Goal 1: In the post about the men's style manual, how long does the writer spend browsing the book?
Goal 2: Reproduce a passage from the post about the men's style manual, beginning at the words "Every time the" and stopping after "everything in between.".

Every time the alarm goes berserk, i would stop, take a piss or read DETAILS: MEN'S STYLE MANUAL. It's a great stress reliever, full of colors and provides a lot of tips on MEN'S Fashion. yeah, I'm kinda looking forward for a wardrobe change so i bought this for a couple of bucks and treated it as my secondary 'bible'(forgive my word if there are extremists here!). So i browse and browse for fifteen minutes, learning the essentials of pants, T-Shirts, and Tuxedo, and everything in between.


I particularly like Sean Combs' way of dealing with fashion. He said, and I quote with immense joy:
"Women are going to tell you they love a man who's huggable --- that they like something they can hold on to --- but at the end of the day, nothing compares to a toned body. There's nothing wrong with letting it all hang out, but when you care, it shows."

Records from a dataset:

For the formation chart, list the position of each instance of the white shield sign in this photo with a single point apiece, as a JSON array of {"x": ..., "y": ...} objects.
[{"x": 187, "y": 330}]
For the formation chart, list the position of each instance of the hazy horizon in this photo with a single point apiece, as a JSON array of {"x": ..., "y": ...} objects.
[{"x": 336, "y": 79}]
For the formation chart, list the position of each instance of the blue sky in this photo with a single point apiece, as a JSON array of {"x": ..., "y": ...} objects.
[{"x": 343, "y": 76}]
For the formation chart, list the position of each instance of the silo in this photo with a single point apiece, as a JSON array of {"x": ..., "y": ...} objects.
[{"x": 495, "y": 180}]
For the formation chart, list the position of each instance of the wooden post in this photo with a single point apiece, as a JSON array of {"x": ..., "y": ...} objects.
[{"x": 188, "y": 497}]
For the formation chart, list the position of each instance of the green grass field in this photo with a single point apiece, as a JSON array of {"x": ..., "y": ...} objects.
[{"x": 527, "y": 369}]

* * *

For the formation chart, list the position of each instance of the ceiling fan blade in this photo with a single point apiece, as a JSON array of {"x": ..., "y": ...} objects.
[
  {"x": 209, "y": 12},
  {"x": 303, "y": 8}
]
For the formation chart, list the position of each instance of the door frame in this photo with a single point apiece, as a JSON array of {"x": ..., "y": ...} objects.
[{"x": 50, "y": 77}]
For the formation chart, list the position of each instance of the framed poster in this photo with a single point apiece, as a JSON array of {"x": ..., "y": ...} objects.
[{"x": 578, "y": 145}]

Response 1: Fifteen minutes.

Response 2:
Every time the alarm goes berserk, i would stop, take a piss or read DETAILS: MEN'S STYLE MANUAL. It's a great stress reliever, full of colors and provides a lot of tips on MEN'S Fashion. yeah, I'm kinda looking forward for a wardrobe change so i bought this for a couple of bucks and treated it as my secondary 'bible'(forgive my word if there are extremists here!). So i browse and browse for fifteen minutes, learning the essentials of pants, T-Shirts, and Tuxedo, and everything in between.